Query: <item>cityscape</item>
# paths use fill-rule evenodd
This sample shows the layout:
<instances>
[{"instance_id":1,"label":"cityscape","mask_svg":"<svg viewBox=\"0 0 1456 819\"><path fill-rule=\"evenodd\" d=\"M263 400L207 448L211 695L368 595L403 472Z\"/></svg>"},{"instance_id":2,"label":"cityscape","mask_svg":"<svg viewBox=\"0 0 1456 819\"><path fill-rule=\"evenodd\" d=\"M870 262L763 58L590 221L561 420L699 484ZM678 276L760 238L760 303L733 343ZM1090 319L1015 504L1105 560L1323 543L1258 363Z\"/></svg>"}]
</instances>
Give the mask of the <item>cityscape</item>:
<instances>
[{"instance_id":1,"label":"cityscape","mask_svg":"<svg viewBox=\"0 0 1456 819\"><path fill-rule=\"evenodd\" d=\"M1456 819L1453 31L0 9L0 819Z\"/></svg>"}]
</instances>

• _WHAT YOU ARE ASKED TO DO_: Rewrite all of the items above, replacing "layout" with "format" and leaving every other character unchanged.

• _FULL ANSWER_:
Query: <item>cityscape</item>
# paths use fill-rule evenodd
This sample shows the format:
<instances>
[{"instance_id":1,"label":"cityscape","mask_svg":"<svg viewBox=\"0 0 1456 819\"><path fill-rule=\"evenodd\" d=\"M263 400L207 448L211 695L368 595L403 472Z\"/></svg>"},{"instance_id":2,"label":"cityscape","mask_svg":"<svg viewBox=\"0 0 1456 819\"><path fill-rule=\"evenodd\" d=\"M870 262L763 58L590 221L561 420L699 484ZM678 276L760 238L760 303L733 343ZM1090 319L1015 504L1105 560L1323 543L1258 363Z\"/></svg>"}]
</instances>
Give the mask of the <item>cityscape</item>:
<instances>
[{"instance_id":1,"label":"cityscape","mask_svg":"<svg viewBox=\"0 0 1456 819\"><path fill-rule=\"evenodd\" d=\"M1456 819L1453 31L0 9L0 819Z\"/></svg>"}]
</instances>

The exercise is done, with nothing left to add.